■ Source material:
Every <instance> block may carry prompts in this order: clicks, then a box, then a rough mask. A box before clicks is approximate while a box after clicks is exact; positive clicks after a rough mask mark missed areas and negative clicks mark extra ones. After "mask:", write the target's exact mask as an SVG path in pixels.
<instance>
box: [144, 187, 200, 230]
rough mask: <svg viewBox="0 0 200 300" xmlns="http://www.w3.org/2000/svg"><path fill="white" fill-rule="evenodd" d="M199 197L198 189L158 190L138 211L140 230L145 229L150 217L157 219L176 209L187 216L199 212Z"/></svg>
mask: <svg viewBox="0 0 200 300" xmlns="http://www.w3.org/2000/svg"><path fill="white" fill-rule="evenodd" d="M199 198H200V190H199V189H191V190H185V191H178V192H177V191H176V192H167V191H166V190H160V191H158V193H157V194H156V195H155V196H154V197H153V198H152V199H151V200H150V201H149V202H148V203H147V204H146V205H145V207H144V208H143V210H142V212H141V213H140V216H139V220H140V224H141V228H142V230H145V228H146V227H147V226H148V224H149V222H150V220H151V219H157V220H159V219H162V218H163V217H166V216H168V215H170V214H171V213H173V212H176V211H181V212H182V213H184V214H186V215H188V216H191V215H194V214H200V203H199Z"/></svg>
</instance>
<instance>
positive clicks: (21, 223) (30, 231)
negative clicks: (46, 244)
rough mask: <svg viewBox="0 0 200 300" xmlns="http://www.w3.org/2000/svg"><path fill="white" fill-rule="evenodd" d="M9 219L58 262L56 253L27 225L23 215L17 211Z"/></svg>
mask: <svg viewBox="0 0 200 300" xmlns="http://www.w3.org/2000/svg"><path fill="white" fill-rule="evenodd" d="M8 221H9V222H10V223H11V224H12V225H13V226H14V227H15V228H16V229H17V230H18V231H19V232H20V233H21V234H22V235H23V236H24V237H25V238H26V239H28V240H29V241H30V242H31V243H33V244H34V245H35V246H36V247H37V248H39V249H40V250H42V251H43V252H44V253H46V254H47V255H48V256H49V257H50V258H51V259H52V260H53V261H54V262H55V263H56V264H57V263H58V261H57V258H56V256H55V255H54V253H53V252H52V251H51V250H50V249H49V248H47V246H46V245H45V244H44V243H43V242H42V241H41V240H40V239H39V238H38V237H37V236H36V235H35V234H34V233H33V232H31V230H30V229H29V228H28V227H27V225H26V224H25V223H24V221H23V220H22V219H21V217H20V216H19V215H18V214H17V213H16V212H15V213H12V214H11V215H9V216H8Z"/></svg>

■ Work instructions: For this exercise, repeat exactly the lines of the data above from the one with "box: [144, 187, 200, 230]" down to the one with "negative clicks: (46, 244)", both end lines included.

■ Answer box:
box: [144, 187, 200, 230]
rough mask: <svg viewBox="0 0 200 300" xmlns="http://www.w3.org/2000/svg"><path fill="white" fill-rule="evenodd" d="M199 197L198 189L158 190L138 211L140 230L145 229L150 217L157 219L176 209L187 216L199 212Z"/></svg>
mask: <svg viewBox="0 0 200 300" xmlns="http://www.w3.org/2000/svg"><path fill="white" fill-rule="evenodd" d="M199 198H200V190H199V189H191V190H185V191H178V192H177V191H176V192H167V191H166V190H160V191H158V193H157V194H156V195H155V196H154V197H153V198H152V199H151V200H150V201H149V202H148V203H147V204H146V205H145V207H144V208H143V210H142V212H141V213H140V216H139V220H140V224H141V228H142V230H145V228H146V227H147V226H148V224H149V222H150V220H151V219H157V220H159V219H162V218H163V217H166V216H168V215H170V214H171V213H173V212H176V211H181V212H182V213H184V214H186V215H188V216H191V215H194V214H200V203H199Z"/></svg>
</instance>
<instance>
positive clicks: (21, 223) (30, 231)
negative clicks: (46, 244)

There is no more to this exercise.